§ **Set tasks**:
a - Decide whether each statement agrees with the NannyML quickstart. Answer yes or no for each, and quote the words from the text that settle it. (i) The example model predicts whether an employee will work from home the next day. (ii) The user must merge the synthetic dataset with model predictions before NannyML can use it. (iii) The code sets the chunk size to 10000.
b - Write the next part of the NannyML quickstart, picking up right after its last line.

§ **Given text**:
Quickstart
What is NannyML?
NannyML detects silent model failure, estimates performance of ML models after deployment before target data become available and robustly detects data drift potentially responsible for the failure.
Installing NannyML
From the shell of your python environment type:
$ pip install nannyml
Content of quickstart
This quickstart presents core functionalities of NannyML on an example of binary classification model that predicts whether an employee will work from home the next day or not. First, the whole code is shown so experiment-first users can get their hands dirty right away. This is followed by detailed walk through so read-first minds can get familiar with the flow before coding. The synthetic dataset used is already preprocessed - it is merged with model predictions and ready to be directly used by NannyML. In order to find out how to prepare your own dataset check these tutorials. This is also a good place to go to get detailed guides on main concepts and functionalities. If you want to know what is implemented under the hood - visit how it works. Finally, if you just look for examples on other datasets or ML problems look at examples.
Just the code
Feel free to copy-paste the code below and experiment with the results yourself. If you want us to guide you go to the Walkthrough.
>>> import pandas as pd
>>> import nannyml as nml
>>> from IPython.display import display
>>> reference, analysis, analysis_target = nml.load_synthetic_binary_classification_dataset()
>>> display(analysis.head())
>>> display(reference.head())
>>> metadata = nml.extract_metadata(data = reference, model_name='wfh_predictor', model_type='classification_binary', exclude_columns=['identifier'])
>>> metadata.target_column_name = 'work_home_actual'
>>> data = pd.concat([reference, analysis], ignore_index=True)
>>> chunk_size = 5000
>>> # initialize, fit estimator and estimate
>>> estimator = nml.CBPE(model_metadata=metadata, chunk_size=chunk_size, metrics=['roc_auc'])
>>> estimator = estimator.fit(reference)
>>> estimated_performance = estimator.estimate(data=data)
>>> # show results
>>> figure = estimated_performance.plot(kind='performance', metric='roc_auc')
>>> figure.show()
>>> # Let's initialize the object that will perform the Univariate Drift calculations
>>> univariate_calculator = nml.UnivariateStatisticalDriftCalculator(model_metadata=metadata, chunk_size=chunk_size)

Object position labeling records
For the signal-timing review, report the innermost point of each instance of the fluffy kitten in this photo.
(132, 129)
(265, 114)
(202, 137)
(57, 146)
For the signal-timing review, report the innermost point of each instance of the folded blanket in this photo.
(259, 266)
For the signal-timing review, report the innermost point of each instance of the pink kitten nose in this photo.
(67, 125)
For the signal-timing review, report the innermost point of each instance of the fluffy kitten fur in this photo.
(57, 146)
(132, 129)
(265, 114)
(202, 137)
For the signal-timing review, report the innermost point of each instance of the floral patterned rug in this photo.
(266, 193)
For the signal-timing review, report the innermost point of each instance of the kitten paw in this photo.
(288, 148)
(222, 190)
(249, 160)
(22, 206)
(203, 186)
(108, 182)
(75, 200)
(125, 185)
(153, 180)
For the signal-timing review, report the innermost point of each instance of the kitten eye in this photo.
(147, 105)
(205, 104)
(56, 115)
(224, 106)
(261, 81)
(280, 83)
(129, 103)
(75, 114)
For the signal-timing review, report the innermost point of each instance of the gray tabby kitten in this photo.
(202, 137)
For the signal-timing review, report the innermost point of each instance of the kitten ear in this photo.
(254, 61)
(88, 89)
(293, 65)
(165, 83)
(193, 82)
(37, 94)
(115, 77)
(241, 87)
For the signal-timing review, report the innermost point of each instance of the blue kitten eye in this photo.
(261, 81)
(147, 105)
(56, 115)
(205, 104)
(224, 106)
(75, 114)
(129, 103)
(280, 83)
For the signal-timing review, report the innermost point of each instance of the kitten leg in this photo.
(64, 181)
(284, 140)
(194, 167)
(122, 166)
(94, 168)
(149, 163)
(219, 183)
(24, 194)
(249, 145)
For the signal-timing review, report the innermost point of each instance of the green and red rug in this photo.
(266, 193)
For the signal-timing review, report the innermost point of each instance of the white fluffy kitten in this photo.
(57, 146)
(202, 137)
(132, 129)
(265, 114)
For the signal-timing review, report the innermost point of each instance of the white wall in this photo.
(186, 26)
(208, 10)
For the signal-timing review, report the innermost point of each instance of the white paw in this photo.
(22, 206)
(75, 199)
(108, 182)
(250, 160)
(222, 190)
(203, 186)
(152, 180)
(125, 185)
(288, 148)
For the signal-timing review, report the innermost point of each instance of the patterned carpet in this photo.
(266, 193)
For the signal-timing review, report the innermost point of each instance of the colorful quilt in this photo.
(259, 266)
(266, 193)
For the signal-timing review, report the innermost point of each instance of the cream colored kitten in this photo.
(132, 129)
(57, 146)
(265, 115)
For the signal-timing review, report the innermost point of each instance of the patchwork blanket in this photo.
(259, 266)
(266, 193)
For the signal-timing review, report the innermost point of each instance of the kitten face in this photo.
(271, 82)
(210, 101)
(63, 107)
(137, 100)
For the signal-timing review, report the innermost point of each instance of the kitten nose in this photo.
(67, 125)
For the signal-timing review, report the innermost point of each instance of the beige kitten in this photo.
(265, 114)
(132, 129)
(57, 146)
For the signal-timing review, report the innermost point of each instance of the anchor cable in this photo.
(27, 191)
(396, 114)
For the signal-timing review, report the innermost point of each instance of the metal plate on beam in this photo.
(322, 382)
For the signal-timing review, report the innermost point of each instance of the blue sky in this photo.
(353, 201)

§ **Outputs for the tasks**:
a -
(i) Yes: "binary classification model that predicts whether an employee will work from home the next day or not"
(ii) No: "it is merged with model predictions and ready to be directly used by NannyML"
(iii) No: "chunk_size = 5000"

b -
>>> univariate_calculator = univariate_calculator.fit(reference_data=reference)
>>> univariate_results = univariate_calculator.calculate(data=data)
>>> # let's plot drift results for all model inputs
>>> for feature in metadata.features:
... figure = univariate_results.plot(kind='feature_drift', metric='statistic', feature_label=feature.label)
... figure.show()
>>> ranker = nml.Ranker.by('alert_count')
>>> ranked_features = ranker.rank(univariate_results, model_metadata=metadata, only_drifting = False)
>>> display(ranked_features)
>>> figure = univariate_results.plot(kind='prediction_drift', metric='statistic')
>>> figure.show()
>>> # Let's initialize the object that will perform Data Reconstruction with PCA
>>> rcerror_calculator = nml.DataReconstructionDriftCalculator(model_metadata=metadata, chunk_size=chunk_size).fit(reference_data=reference)
>>> # let's see Reconstruction error statistics for all available data
>>> rcerror_results = rcerror_calculator.calculate(data=data)
>>> figure = rcerror_results.plot(kind='drift')
>>> figure.show()
Walk through the quickstart
Let’s start with loading the synthetic dataset included in the library:
>>> import pandas as pd
>>> import nannyml as nml
>>> reference, analysis, analysis_target = nml.load_synthetic_binary_classification_dataset()
>>> reference.head()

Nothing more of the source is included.